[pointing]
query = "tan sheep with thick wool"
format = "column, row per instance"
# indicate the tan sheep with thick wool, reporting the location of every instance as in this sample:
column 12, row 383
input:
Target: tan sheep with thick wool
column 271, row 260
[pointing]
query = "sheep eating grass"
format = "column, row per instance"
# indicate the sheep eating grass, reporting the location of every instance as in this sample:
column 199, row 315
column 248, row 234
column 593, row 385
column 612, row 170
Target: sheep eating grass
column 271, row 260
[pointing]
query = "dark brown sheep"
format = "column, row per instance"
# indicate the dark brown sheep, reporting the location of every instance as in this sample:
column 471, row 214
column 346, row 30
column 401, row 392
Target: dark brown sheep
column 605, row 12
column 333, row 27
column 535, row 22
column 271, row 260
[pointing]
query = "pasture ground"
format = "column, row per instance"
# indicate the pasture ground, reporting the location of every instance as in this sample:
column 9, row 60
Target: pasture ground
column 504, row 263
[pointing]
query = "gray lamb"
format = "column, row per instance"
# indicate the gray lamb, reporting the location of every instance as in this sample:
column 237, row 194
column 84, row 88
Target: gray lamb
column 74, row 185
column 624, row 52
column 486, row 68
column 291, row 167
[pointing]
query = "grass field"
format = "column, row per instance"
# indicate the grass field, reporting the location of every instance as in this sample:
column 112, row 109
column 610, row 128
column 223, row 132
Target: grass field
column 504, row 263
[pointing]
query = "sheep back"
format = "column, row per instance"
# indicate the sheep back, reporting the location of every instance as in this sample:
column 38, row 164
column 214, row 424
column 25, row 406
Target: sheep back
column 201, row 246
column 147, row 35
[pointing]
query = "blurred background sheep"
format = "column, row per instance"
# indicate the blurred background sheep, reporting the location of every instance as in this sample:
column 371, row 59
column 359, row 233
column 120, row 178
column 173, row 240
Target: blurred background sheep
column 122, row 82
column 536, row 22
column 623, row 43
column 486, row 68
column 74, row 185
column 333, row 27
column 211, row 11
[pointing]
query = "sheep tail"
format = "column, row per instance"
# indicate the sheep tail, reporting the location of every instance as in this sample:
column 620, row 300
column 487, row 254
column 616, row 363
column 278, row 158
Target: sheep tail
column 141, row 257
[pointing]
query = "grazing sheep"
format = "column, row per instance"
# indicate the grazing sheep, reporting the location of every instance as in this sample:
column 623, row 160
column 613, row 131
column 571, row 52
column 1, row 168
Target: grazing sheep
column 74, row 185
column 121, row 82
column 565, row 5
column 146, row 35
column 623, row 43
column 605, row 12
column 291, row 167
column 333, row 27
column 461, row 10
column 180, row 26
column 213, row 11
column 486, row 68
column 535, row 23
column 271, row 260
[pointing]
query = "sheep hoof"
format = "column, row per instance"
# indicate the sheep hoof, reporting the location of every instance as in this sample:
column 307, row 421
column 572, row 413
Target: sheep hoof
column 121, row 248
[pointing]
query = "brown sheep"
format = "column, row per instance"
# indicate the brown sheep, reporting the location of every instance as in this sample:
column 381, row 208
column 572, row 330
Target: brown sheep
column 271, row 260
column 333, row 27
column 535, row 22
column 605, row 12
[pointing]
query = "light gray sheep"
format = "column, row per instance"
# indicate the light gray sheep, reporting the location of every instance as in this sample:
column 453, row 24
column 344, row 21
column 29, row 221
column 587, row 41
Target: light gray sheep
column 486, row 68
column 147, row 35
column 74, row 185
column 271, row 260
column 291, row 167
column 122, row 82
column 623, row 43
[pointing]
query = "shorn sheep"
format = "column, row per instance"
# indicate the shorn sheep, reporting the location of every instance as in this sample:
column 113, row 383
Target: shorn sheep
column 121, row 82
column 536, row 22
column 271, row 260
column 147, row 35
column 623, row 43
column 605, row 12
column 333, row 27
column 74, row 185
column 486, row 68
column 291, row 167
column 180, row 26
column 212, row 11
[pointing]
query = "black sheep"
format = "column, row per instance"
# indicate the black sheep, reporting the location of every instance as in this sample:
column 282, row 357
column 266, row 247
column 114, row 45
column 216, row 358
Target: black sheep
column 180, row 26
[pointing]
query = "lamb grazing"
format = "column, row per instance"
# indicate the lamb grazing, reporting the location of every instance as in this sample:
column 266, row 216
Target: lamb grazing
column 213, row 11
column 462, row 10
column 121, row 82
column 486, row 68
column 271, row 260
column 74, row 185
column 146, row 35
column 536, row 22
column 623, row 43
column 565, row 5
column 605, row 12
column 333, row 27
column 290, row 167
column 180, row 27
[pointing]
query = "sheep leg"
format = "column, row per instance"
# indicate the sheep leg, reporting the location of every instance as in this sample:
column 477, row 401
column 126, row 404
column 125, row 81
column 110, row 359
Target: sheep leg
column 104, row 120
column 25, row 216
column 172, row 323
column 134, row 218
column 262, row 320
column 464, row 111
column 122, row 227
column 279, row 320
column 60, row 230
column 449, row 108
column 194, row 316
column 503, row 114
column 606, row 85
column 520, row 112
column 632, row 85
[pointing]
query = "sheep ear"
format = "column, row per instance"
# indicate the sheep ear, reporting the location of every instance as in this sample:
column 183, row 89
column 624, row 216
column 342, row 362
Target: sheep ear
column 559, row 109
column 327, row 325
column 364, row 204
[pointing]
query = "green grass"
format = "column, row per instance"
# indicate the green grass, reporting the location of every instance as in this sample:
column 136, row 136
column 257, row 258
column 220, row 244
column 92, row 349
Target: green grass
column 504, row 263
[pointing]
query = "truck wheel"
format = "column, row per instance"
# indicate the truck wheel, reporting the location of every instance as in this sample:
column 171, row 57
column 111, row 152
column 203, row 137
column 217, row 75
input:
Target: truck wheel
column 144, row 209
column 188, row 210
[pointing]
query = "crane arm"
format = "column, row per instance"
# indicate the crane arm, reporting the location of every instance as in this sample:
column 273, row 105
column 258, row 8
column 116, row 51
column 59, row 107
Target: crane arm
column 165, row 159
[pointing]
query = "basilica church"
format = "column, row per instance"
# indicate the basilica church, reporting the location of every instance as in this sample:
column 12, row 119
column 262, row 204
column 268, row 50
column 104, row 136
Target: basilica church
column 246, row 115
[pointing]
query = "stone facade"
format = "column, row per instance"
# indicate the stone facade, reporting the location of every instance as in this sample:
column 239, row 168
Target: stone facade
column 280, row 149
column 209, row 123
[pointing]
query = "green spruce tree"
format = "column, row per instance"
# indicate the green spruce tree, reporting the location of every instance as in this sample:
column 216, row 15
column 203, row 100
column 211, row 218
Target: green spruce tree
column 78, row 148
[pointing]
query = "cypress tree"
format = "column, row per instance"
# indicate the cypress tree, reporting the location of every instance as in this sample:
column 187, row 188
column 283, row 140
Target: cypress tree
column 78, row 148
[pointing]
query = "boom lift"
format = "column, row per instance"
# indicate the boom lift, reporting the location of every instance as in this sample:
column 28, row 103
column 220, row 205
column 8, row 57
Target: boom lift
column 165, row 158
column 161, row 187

## TASK BRIEF
Give back each line above precisely as it stands.

## OUTPUT BELOW
[pointing]
query = "tan sheep with thick wool"
format = "column, row per instance"
# indicate the tan sheep with thick wool, reporting the location of every instance as in this sample:
column 12, row 383
input:
Target: tan sheep with thick wool
column 271, row 260
[pointing]
query = "sheep eating grass"
format = "column, row per instance"
# indicate the sheep eating grass, reporting the location of every instance as in this sample:
column 199, row 315
column 248, row 234
column 593, row 385
column 612, row 170
Target: sheep eating grass
column 271, row 260
[pointing]
query = "dark brown sheep"
format = "column, row per instance"
# indicate the dark brown sheep, reporting the location of every instance as in this sample:
column 471, row 214
column 346, row 30
column 401, row 392
Target: dark brown sheep
column 605, row 12
column 333, row 27
column 535, row 22
column 271, row 260
[pointing]
query = "pasture ground"
format = "column, row per instance"
# indicate the pasture ground, reporting the location of every instance as in this sample:
column 9, row 60
Target: pasture ground
column 504, row 263
[pointing]
query = "gray lamb"
format = "column, row per instance"
# indicate the gray lamb, reporting the location of every instance as in this sample:
column 237, row 194
column 84, row 88
Target: gray lamb
column 74, row 185
column 624, row 52
column 486, row 68
column 291, row 167
[pointing]
query = "grass field"
format = "column, row per instance"
# indicate the grass field, reporting the location of every instance as in this sample:
column 112, row 109
column 610, row 128
column 223, row 132
Target: grass field
column 504, row 263
[pointing]
query = "sheep back"
format = "column, row per instance"
# indicate the sheep back, reporting the location of every instance as in this sample:
column 38, row 164
column 214, row 424
column 25, row 406
Target: sheep back
column 201, row 246
column 147, row 35
[pointing]
query = "blurred background sheep"
format = "column, row per instance"
# indicate the blurred background sheep, reporting the location of every instance as in this sample:
column 371, row 59
column 359, row 233
column 120, row 178
column 173, row 240
Target: blurred background sheep
column 122, row 82
column 536, row 22
column 623, row 43
column 486, row 68
column 74, row 185
column 333, row 27
column 211, row 11
[pointing]
query = "sheep tail"
format = "column, row per instance"
# indicate the sheep tail, reporting the location of every instance as in this sample:
column 620, row 300
column 487, row 254
column 616, row 363
column 278, row 158
Target: sheep tail
column 141, row 257
[pointing]
query = "grazing sheep"
format = "column, row per instance"
# indicate the grazing sheep, reporting the location of every instance as in this sample:
column 623, row 160
column 613, row 131
column 571, row 52
column 1, row 168
Target: grazing sheep
column 74, row 185
column 121, row 82
column 565, row 5
column 146, row 35
column 623, row 43
column 605, row 12
column 291, row 167
column 333, row 27
column 461, row 10
column 180, row 26
column 213, row 11
column 486, row 68
column 535, row 23
column 271, row 260
[pointing]
query = "sheep hoof"
format = "column, row per instance"
# indicate the sheep hoof, reporting the location of every instance as in this sample:
column 307, row 421
column 572, row 413
Target: sheep hoof
column 121, row 248
[pointing]
query = "brown sheep"
format = "column, row per instance"
# indicate the brown sheep, reporting the location of every instance as in this sample:
column 381, row 208
column 572, row 330
Target: brown sheep
column 271, row 260
column 333, row 27
column 535, row 22
column 605, row 12
[pointing]
query = "light gray sheep"
format = "column, row per instance"
# indicate the light gray sheep, reporting the location of every instance as in this sample:
column 453, row 24
column 344, row 21
column 29, row 221
column 587, row 41
Target: light gray sheep
column 486, row 68
column 147, row 35
column 74, row 185
column 271, row 260
column 291, row 167
column 122, row 82
column 623, row 43
[pointing]
query = "shorn sheep"
format = "column, row per instance"
# indicate the shorn sheep, reporting the location of every instance as in this sample:
column 113, row 383
Target: shorn sheep
column 121, row 82
column 536, row 22
column 271, row 260
column 147, row 35
column 623, row 43
column 605, row 12
column 333, row 27
column 74, row 185
column 486, row 68
column 291, row 167
column 180, row 26
column 212, row 11
[pointing]
query = "black sheep"
format = "column, row per instance"
# indicate the black sheep, reporting the location of every instance as in this sample:
column 282, row 357
column 266, row 247
column 114, row 45
column 216, row 358
Target: black sheep
column 180, row 26
[pointing]
query = "lamb grazing"
format = "column, row per instance"
# indicate the lamb grazing, reporting the location of every instance as in this sample:
column 266, row 216
Target: lamb grazing
column 213, row 11
column 462, row 10
column 121, row 82
column 486, row 68
column 271, row 260
column 74, row 185
column 146, row 35
column 536, row 22
column 623, row 43
column 565, row 5
column 605, row 12
column 333, row 27
column 290, row 167
column 180, row 27
[pointing]
query = "sheep leg"
format = "column, row per instance"
# indicate the sheep leg, reporting the location of every instance as in this sample:
column 477, row 401
column 126, row 404
column 125, row 81
column 110, row 359
Target: sheep leg
column 104, row 120
column 25, row 216
column 172, row 323
column 134, row 218
column 262, row 320
column 464, row 111
column 122, row 227
column 279, row 320
column 60, row 230
column 449, row 108
column 194, row 316
column 503, row 114
column 606, row 85
column 520, row 112
column 632, row 85
[pointing]
query = "sheep ear"
format = "column, row per instance"
# indicate the sheep ear, reporting the location of every instance as in this sample:
column 183, row 89
column 624, row 216
column 342, row 362
Target: sheep ear
column 559, row 109
column 327, row 325
column 364, row 204
[pointing]
query = "green grass"
format = "column, row per instance"
# indicate the green grass, reporting the location of every instance as in this sample:
column 136, row 136
column 257, row 258
column 220, row 244
column 92, row 349
Target: green grass
column 504, row 263
[pointing]
query = "truck wheel"
format = "column, row per instance"
# indicate the truck wheel, reporting the location of every instance as in this sample:
column 171, row 57
column 111, row 152
column 203, row 137
column 217, row 75
input:
Target: truck wheel
column 144, row 209
column 188, row 210
[pointing]
query = "crane arm"
format = "column, row per instance"
# indicate the crane arm, reporting the location of every instance as in this sample:
column 273, row 105
column 258, row 8
column 116, row 51
column 59, row 107
Target: crane arm
column 165, row 159
[pointing]
query = "basilica church"
format = "column, row per instance"
# indicate the basilica church, reporting the location of every instance as in this sample:
column 12, row 119
column 262, row 204
column 268, row 50
column 104, row 136
Target: basilica church
column 246, row 115
[pointing]
query = "stone facade"
format = "column, row per instance"
# indicate the stone facade, reporting the location of every instance as in this sample:
column 239, row 168
Target: stone facade
column 280, row 149
column 209, row 123
[pointing]
query = "green spruce tree"
format = "column, row per instance"
# indicate the green spruce tree, reporting the location of every instance as in this sample:
column 216, row 15
column 203, row 100
column 211, row 218
Target: green spruce tree
column 78, row 148
[pointing]
query = "cypress tree"
format = "column, row per instance"
# indicate the cypress tree, reporting the location of every instance as in this sample:
column 187, row 188
column 283, row 140
Target: cypress tree
column 78, row 148
[pointing]
query = "boom lift"
format = "column, row per instance"
# indicate the boom lift, reporting the location of every instance as in this sample:
column 28, row 103
column 220, row 205
column 8, row 57
Target: boom lift
column 165, row 158
column 161, row 187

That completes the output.